§ Written task: Below you will find a set of lines. Repeat them all exactly.

§ Items:
============

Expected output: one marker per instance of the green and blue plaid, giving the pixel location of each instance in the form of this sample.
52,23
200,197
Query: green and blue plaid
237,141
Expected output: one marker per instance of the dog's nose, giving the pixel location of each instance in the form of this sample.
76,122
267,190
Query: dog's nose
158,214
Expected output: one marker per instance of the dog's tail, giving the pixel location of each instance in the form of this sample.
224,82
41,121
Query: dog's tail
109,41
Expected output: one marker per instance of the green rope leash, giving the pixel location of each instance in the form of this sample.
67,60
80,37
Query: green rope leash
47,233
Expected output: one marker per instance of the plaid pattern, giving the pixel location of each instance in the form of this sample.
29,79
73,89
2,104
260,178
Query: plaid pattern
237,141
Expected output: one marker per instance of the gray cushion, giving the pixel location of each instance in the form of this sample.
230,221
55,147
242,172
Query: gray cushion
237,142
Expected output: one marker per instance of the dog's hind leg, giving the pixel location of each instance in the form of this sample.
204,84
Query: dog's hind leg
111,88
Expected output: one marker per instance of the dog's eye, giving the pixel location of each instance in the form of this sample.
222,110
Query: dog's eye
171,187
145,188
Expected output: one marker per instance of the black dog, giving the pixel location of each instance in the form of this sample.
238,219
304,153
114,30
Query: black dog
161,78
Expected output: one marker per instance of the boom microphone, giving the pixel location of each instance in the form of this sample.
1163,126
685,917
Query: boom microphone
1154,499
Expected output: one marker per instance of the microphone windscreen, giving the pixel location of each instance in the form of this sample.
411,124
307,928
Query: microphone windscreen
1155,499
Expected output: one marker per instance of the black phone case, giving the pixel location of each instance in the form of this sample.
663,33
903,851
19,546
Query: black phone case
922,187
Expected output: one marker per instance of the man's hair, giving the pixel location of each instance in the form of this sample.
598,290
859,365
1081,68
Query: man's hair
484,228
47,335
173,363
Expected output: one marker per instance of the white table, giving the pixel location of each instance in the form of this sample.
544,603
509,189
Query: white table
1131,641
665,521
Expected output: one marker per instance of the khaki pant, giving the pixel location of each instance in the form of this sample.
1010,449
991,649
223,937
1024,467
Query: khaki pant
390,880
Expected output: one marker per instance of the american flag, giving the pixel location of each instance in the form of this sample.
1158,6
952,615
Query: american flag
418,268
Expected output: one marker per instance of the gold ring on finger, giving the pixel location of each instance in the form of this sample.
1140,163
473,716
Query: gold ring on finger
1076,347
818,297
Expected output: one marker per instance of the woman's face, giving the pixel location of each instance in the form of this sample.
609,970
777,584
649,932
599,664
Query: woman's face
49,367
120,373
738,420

============

§ Solved exercise:
Expected output: one marker per instance of the green and blue plaid, giving the pixel location of each instance in the form of this sample.
52,23
200,197
Query: green and blue plaid
237,141
Expected output: one marker per instance of the dog's nose, giving the pixel location of each instance in the form of this sample.
76,122
267,190
Query: dog's nose
158,214
Expected output: one marker per instance of the dog's tail, giving the pixel location of each instance in the form of this sample.
224,82
41,121
Query: dog's tail
109,41
Expected output: one marker per instance of the green rope leash, giving the pixel location of each instance in the form of this sample.
67,60
80,37
Query: green rope leash
47,233
Expected output: one marker per instance of the plaid pattern, giving the pixel location of each instance in the form of this sample.
29,79
73,89
2,104
260,178
Query: plaid pattern
237,141
Expected output: one marker per instance of the gray cushion, giving the pixel location of each instance in the form of this sample.
230,221
55,147
242,172
Query: gray cushion
237,142
Expected output: one marker per instance of the dog's hind leg, giving the pixel location of each instance in the form of this sample.
204,84
Query: dog's hind leg
111,88
Expected output: one marker per instance of the dog's eye, giving the pixel location of each instance in the form of this sample.
222,110
Query: dog's eye
171,187
145,188
Expected output: one marker per instance of the black dog, giving the pixel location of each instance in the form of this sample.
238,219
304,153
114,30
Query: black dog
161,78
Expected output: one marker per instance of the boom microphone, giving the pixel location of each instance in the form of this sample.
1163,126
685,917
Query: boom microphone
1154,499
Expected output: one marker per instance of the microphone windscreen, giving the pixel location of each instance in the form of this sample.
411,124
307,928
Query: microphone windscreen
1155,499
Expected output: one marker per instance of the black phone case, giving the pixel location of each instance in the form of this sample.
663,33
903,851
19,546
Query: black phone case
922,187
Expected output: one marker per instance of the man's hair, giving the pixel location of each instance in the form of this sample.
598,290
859,365
1081,68
Query: man's hair
484,228
47,335
173,363
Expected output: one marker per instance of the white table, giving the pixel location of each instance in the form of this sample.
544,603
509,189
Query: white table
1131,641
665,521
Expected output: one marker per instance of the khaki pant, giving the pixel location of each instance in the form of this sample.
1010,449
991,649
223,937
1024,467
Query: khaki pant
390,880
Expected output: one marker per instance of the american flag, giving the pixel location of each instance in the form of this sample.
1158,6
952,615
Query: american flag
418,268
Expected output: one marker per instance of the gold ring on finger, giving the pixel location of each instance in the form of this sample.
1140,163
473,716
Query: gold ring on finger
1076,347
818,297
Expected output: one marker per instance of the woman's face, giving the pixel location of each instance in the form of this sample.
609,970
777,584
649,932
599,664
Query: woman's face
49,367
120,373
738,420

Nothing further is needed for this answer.